**WHAT TO WORK ON**: Report each line of the items that contains the string "positive", treating uppercase and lowercase as different.

[Saved entries]
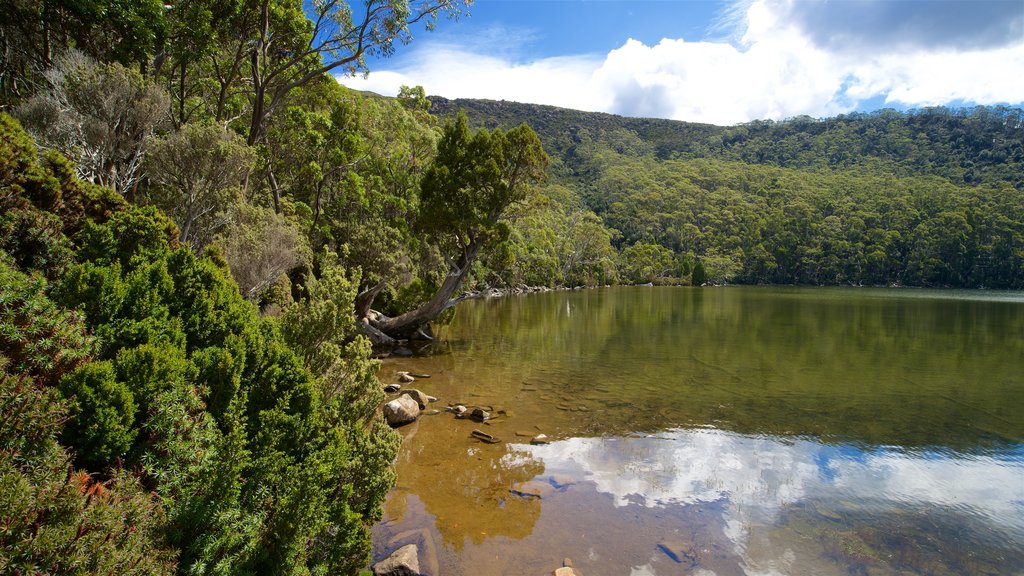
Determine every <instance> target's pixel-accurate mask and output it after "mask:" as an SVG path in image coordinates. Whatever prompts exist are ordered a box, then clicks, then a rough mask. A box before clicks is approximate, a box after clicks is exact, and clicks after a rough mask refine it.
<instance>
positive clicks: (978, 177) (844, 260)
mask: <svg viewBox="0 0 1024 576" xmlns="http://www.w3.org/2000/svg"><path fill="white" fill-rule="evenodd" d="M432 99H433V104H434V111H435V113H437V114H439V115H444V114H452V113H453V111H455V110H463V111H465V112H467V113H468V115H469V118H470V120H471V122H473V123H474V124H476V125H481V126H486V127H492V128H494V127H501V126H504V125H507V124H515V123H518V122H523V121H525V122H528V123H529V124H530V126H532V127H534V129H536V130H537V131H538V133H539V134H540V136H541V138H542V140H543V141H544V142H545V146H546V148H547V150H548V153H549V154H550V155H551V157H552V158H553V162H552V165H553V168H552V176H553V177H552V183H553V184H558V186H560V187H564V188H565V189H567V190H569V191H571V194H570V196H572V197H573V198H575V199H577V200H578V201H579V204H580V206H581V207H582V209H584V210H587V211H590V212H593V213H594V214H595V215H596V216H597V217H598V218H599V219H600V222H601V223H602V224H603V225H604V227H605V228H606V230H608V232H609V234H610V235H611V243H612V245H613V247H614V248H615V249H616V251H617V259H616V262H617V266H616V272H617V274H618V277H620V278H621V279H622V280H624V281H628V282H650V281H653V282H658V281H668V282H673V281H675V280H677V279H681V278H690V279H692V281H693V282H694V283H695V284H699V283H703V282H711V283H729V282H734V283H749V284H761V283H782V284H811V285H836V284H852V285H907V286H935V287H972V288H979V287H987V288H1018V289H1019V288H1021V287H1024V112H1022V111H1021V110H1018V109H1008V108H984V107H979V108H975V109H967V110H948V109H928V110H924V111H911V112H907V113H900V112H895V111H891V110H884V111H880V112H877V113H872V114H853V115H849V116H842V117H838V118H833V119H824V120H813V119H810V118H797V119H792V120H787V121H784V122H771V121H759V122H753V123H750V124H743V125H738V126H732V127H719V126H711V125H703V124H691V123H684V122H674V121H669V120H654V119H637V118H622V117H616V116H611V115H606V114H596V113H583V112H578V111H569V110H562V109H556V108H552V107H543V106H536V105H520V104H516V102H507V101H489V100H446V99H444V98H437V97H434V98H432Z"/></svg>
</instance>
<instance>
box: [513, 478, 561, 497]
mask: <svg viewBox="0 0 1024 576" xmlns="http://www.w3.org/2000/svg"><path fill="white" fill-rule="evenodd" d="M509 492H511V493H512V494H515V495H516V496H522V497H523V498H547V497H548V496H551V495H552V494H554V493H555V487H554V486H551V485H550V484H548V483H547V482H542V481H539V480H531V481H529V482H517V483H515V484H513V485H512V488H511V489H510V490H509Z"/></svg>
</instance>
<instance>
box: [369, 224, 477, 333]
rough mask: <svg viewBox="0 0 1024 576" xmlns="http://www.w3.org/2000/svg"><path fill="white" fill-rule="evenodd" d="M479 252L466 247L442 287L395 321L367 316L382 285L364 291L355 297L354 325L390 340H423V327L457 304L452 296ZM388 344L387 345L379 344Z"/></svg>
mask: <svg viewBox="0 0 1024 576" xmlns="http://www.w3.org/2000/svg"><path fill="white" fill-rule="evenodd" d="M479 251H480V243H479V242H472V243H470V245H469V246H467V247H466V249H465V250H463V253H462V255H461V256H460V257H459V261H458V262H456V264H455V266H454V269H453V270H452V272H450V273H449V275H447V276H446V277H445V278H444V282H443V283H442V284H441V287H440V288H438V289H437V292H435V293H434V295H433V297H431V298H430V299H429V300H428V301H426V302H424V303H423V304H420V306H419V307H417V308H415V310H412V311H410V312H407V313H406V314H402V315H401V316H398V317H395V318H387V317H385V316H382V315H377V314H373V313H370V306H371V305H372V304H373V297H374V296H376V295H377V293H379V292H380V289H381V288H383V286H382V285H380V284H379V285H377V286H375V287H374V288H371V289H370V290H367V291H365V292H362V293H361V294H359V295H358V296H356V302H357V303H358V305H357V308H358V310H357V313H358V312H362V313H364V316H362V317H357V318H356V321H357V322H365V323H367V325H368V326H370V327H371V328H373V329H374V330H375V331H376V332H380V333H382V334H384V335H386V336H388V337H390V338H393V339H396V340H397V339H410V338H416V337H421V338H422V337H424V335H425V334H426V333H427V332H425V331H424V329H425V328H426V327H428V326H429V325H430V323H431V322H433V321H434V320H436V319H437V317H438V316H440V314H441V313H442V312H444V311H446V310H447V308H450V307H452V306H454V305H455V304H457V303H458V302H459V301H460V300H462V298H461V297H455V298H453V295H454V294H455V293H456V292H457V291H458V290H459V288H460V287H461V286H462V283H463V281H464V280H465V279H466V277H467V276H468V275H469V271H470V269H471V268H473V262H474V261H476V256H477V254H478V253H479ZM368 335H369V336H371V340H374V341H375V342H376V340H375V338H374V334H368ZM382 343H385V344H386V343H388V342H386V341H385V342H382Z"/></svg>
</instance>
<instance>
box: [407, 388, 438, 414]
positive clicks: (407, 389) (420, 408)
mask: <svg viewBox="0 0 1024 576" xmlns="http://www.w3.org/2000/svg"><path fill="white" fill-rule="evenodd" d="M401 396H408V397H410V398H412V399H413V400H415V401H416V403H417V404H419V405H420V410H422V409H424V408H426V407H427V405H428V404H430V398H431V397H429V396H427V395H425V394H423V393H422V392H420V390H418V389H416V388H406V389H403V390H401Z"/></svg>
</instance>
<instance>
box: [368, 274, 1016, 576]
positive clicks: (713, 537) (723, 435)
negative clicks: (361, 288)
mask: <svg viewBox="0 0 1024 576" xmlns="http://www.w3.org/2000/svg"><path fill="white" fill-rule="evenodd" d="M438 337H439V338H438V342H437V343H436V344H435V345H434V346H433V353H434V355H433V356H429V357H422V358H411V359H388V360H386V361H385V362H384V364H383V366H382V368H381V372H380V377H381V379H382V381H384V382H391V381H395V373H396V372H397V371H399V370H408V371H412V372H418V373H427V374H429V375H430V376H431V377H430V378H423V379H420V380H418V381H417V382H416V383H415V384H412V385H414V386H416V387H418V388H420V389H422V390H423V392H425V393H427V394H429V395H432V396H435V397H438V398H439V399H440V401H439V402H438V403H436V404H434V405H433V406H432V407H436V408H440V409H443V408H444V406H445V405H447V404H452V403H462V404H466V405H468V406H482V407H486V408H489V409H490V411H492V413H493V414H494V415H495V419H494V420H492V421H489V422H487V423H486V424H481V423H475V422H472V421H470V420H460V419H455V418H454V417H453V415H452V414H450V413H446V412H441V413H440V414H436V415H425V416H423V417H421V418H420V420H419V421H418V422H416V423H414V424H411V425H409V426H404V427H402V428H399V431H400V433H401V434H402V436H403V437H404V444H403V446H402V449H401V453H400V455H399V458H398V461H397V463H396V468H397V474H398V485H397V487H396V488H395V489H394V490H393V491H392V493H391V494H390V496H389V498H388V501H387V503H386V508H385V519H384V520H383V521H382V522H381V523H379V524H378V525H377V526H376V527H375V529H374V535H375V547H374V556H375V560H377V559H379V558H381V557H383V556H385V554H386V553H388V552H390V551H391V550H393V549H394V548H396V547H398V546H400V545H403V544H407V543H411V542H415V543H417V544H418V545H419V547H420V551H421V562H422V564H421V569H422V570H423V571H424V573H427V574H430V575H432V576H438V575H444V576H457V575H479V576H486V575H499V574H500V575H535V574H536V575H542V574H550V573H551V571H553V570H554V569H555V568H557V567H559V566H561V565H562V562H563V559H566V558H568V559H571V561H572V564H573V566H574V567H575V568H577V569H578V570H579V571H580V572H582V573H583V574H584V575H586V576H601V575H603V576H611V575H645V574H646V575H650V574H656V575H670V574H671V575H678V574H699V575H703V576H709V575H711V574H716V575H719V576H726V575H738V574H749V575H754V574H759V575H762V574H763V575H779V574H785V575H795V576H796V575H821V576H824V575H831V574H836V575H849V574H870V575H883V574H901V575H902V574H983V575H984V574H1011V575H1020V574H1024V293H1020V292H1011V293H1008V292H989V291H928V290H907V289H892V290H890V289H802V288H764V287H751V288H745V287H744V288H646V287H636V288H626V287H624V288H605V289H594V290H581V291H572V292H554V293H547V294H535V295H528V296H511V297H506V298H497V299H489V300H473V301H466V302H463V303H461V304H460V306H459V314H458V318H457V320H456V322H455V323H454V324H453V325H452V326H447V327H443V328H442V329H441V330H439V333H438ZM474 428H477V429H480V430H482V431H484V433H487V434H489V435H493V436H494V437H497V438H499V439H501V440H502V441H503V442H501V443H498V444H486V443H483V442H480V441H477V440H475V439H473V438H472V437H471V436H470V434H471V431H472V430H473V429H474ZM542 433H543V434H545V435H547V436H548V437H549V438H550V439H551V440H552V442H551V443H550V444H547V445H538V446H534V445H530V443H529V441H530V438H531V437H532V436H535V435H538V434H542Z"/></svg>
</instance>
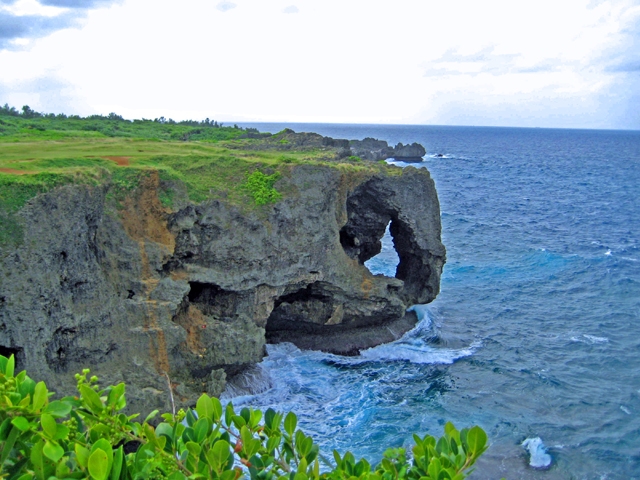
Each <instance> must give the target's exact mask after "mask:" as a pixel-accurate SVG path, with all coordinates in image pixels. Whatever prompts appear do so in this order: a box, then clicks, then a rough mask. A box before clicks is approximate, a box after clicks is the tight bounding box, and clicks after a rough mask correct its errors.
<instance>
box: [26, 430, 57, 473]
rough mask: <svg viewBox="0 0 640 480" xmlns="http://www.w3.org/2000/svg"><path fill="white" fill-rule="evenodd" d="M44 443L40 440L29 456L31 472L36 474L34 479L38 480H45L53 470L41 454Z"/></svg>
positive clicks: (50, 464) (52, 468)
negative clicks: (34, 472)
mask: <svg viewBox="0 0 640 480" xmlns="http://www.w3.org/2000/svg"><path fill="white" fill-rule="evenodd" d="M43 448H44V442H43V441H42V440H40V441H39V442H38V443H36V444H35V445H34V446H33V448H32V449H31V455H30V456H29V459H30V460H31V464H32V465H33V470H34V471H35V473H36V477H38V479H40V480H45V479H47V478H49V476H50V475H51V474H52V473H53V471H54V468H53V465H52V464H51V462H50V461H48V460H47V457H46V456H45V455H44V454H43V451H42V450H43Z"/></svg>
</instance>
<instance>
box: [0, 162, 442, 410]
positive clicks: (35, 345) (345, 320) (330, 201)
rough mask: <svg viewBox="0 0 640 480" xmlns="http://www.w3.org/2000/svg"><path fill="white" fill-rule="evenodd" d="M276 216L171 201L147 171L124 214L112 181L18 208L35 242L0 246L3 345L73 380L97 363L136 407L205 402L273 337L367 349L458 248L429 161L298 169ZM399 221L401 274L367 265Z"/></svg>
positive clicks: (279, 208)
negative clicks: (390, 273) (364, 170)
mask: <svg viewBox="0 0 640 480" xmlns="http://www.w3.org/2000/svg"><path fill="white" fill-rule="evenodd" d="M280 181H281V182H285V183H286V184H283V185H282V186H283V187H286V191H288V192H290V193H289V195H287V196H285V197H284V198H283V199H282V200H281V201H280V202H278V203H276V204H274V205H273V206H271V207H270V208H269V209H267V210H266V214H262V215H259V214H258V213H242V212H241V211H239V210H238V209H236V208H234V207H231V206H229V205H227V204H225V203H223V202H220V201H209V202H205V203H202V204H198V205H193V204H187V203H185V204H184V205H182V206H181V207H180V208H179V209H178V210H176V211H173V212H170V211H166V210H165V209H163V208H162V206H161V204H160V202H159V200H158V195H157V191H158V185H159V179H158V175H157V174H156V175H153V174H152V175H150V176H149V177H148V179H147V180H145V181H144V182H143V183H142V184H141V185H140V187H139V188H138V190H136V192H135V194H133V195H132V196H131V198H129V199H127V201H126V202H125V205H124V207H123V209H121V210H120V211H119V212H117V211H116V210H115V209H114V208H113V206H112V204H110V203H109V201H108V195H107V193H108V189H109V185H101V186H78V185H69V186H64V187H60V188H57V189H54V190H52V191H50V192H48V193H45V194H41V195H39V196H37V197H35V198H34V199H32V200H31V201H29V202H28V203H27V205H26V206H25V207H24V208H23V209H22V210H21V212H20V215H21V218H22V223H23V228H24V231H25V239H26V240H25V242H24V243H23V244H22V245H20V246H17V247H6V246H5V247H2V250H0V271H1V272H2V275H1V276H0V353H1V354H5V355H6V354H11V353H14V354H16V357H17V363H18V368H19V369H24V368H26V369H27V370H28V371H29V374H30V375H31V376H32V377H33V378H38V379H43V380H46V381H47V383H48V384H49V385H50V388H51V389H52V390H53V391H56V392H58V394H71V393H73V392H74V387H75V380H74V378H73V375H74V373H76V372H78V371H80V370H81V369H82V368H91V370H92V374H93V373H95V374H96V375H98V376H99V377H100V378H101V381H102V382H103V383H104V384H109V383H115V382H120V381H125V382H126V383H127V396H128V399H129V408H130V410H131V411H142V412H148V411H150V410H152V409H154V408H161V409H162V408H164V409H167V410H168V409H170V408H171V407H170V398H171V396H170V391H171V392H172V393H173V397H174V400H175V402H176V405H177V406H184V405H192V404H194V403H195V401H196V399H197V398H198V396H199V395H200V394H201V393H202V392H210V393H216V394H219V393H220V392H221V391H222V389H223V388H224V384H225V381H226V380H227V379H229V378H232V377H233V376H234V375H236V374H237V373H239V372H241V371H243V370H245V369H247V368H249V367H251V366H252V365H254V364H255V363H257V362H259V361H260V360H261V359H262V358H263V356H264V354H265V343H266V342H267V341H269V342H279V341H290V342H293V343H295V344H296V345H298V346H300V347H301V348H315V349H321V350H325V351H331V352H335V353H341V354H356V353H358V351H359V350H361V349H363V348H368V347H371V346H374V345H376V344H379V343H382V342H387V341H391V340H394V339H395V338H397V337H398V336H400V335H402V333H404V332H405V331H407V330H408V329H410V328H411V327H412V326H413V325H414V324H415V322H416V318H415V316H414V315H413V314H407V315H405V310H406V308H407V307H408V306H409V305H411V304H414V303H426V302H429V301H431V300H433V299H434V298H435V296H436V295H437V294H438V290H439V281H440V274H441V271H442V267H443V264H444V262H445V249H444V246H443V245H442V243H441V241H440V212H439V204H438V199H437V195H436V191H435V187H434V184H433V181H432V180H431V178H430V176H429V173H428V172H427V171H426V170H425V169H419V170H417V169H413V168H407V169H405V170H403V171H402V174H400V175H397V176H393V175H383V174H368V176H366V175H365V176H363V175H362V174H356V173H354V172H349V171H343V170H340V169H336V168H330V167H326V166H310V165H300V166H296V167H295V168H292V169H291V173H290V175H288V176H287V178H283V179H281V180H280ZM389 222H391V225H390V230H391V234H392V236H393V238H394V243H395V247H396V250H397V252H398V255H399V257H400V264H399V266H398V269H397V273H396V277H395V278H388V277H384V276H382V275H375V276H374V275H372V274H371V273H370V272H369V270H368V269H367V268H366V267H365V266H364V265H363V264H364V262H365V261H366V260H368V259H369V258H371V257H372V256H374V255H376V254H377V253H378V252H379V251H380V247H381V246H380V238H381V237H382V235H383V233H384V231H385V227H386V226H387V224H388V223H389Z"/></svg>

**YOUR SOLUTION**:
positive clicks: (978, 177) (844, 260)
positive clicks: (407, 389) (420, 408)
positive clicks: (713, 537) (723, 435)
positive clicks: (50, 464) (52, 468)
positive clicks: (35, 345) (345, 320) (330, 201)
positive clicks: (279, 208)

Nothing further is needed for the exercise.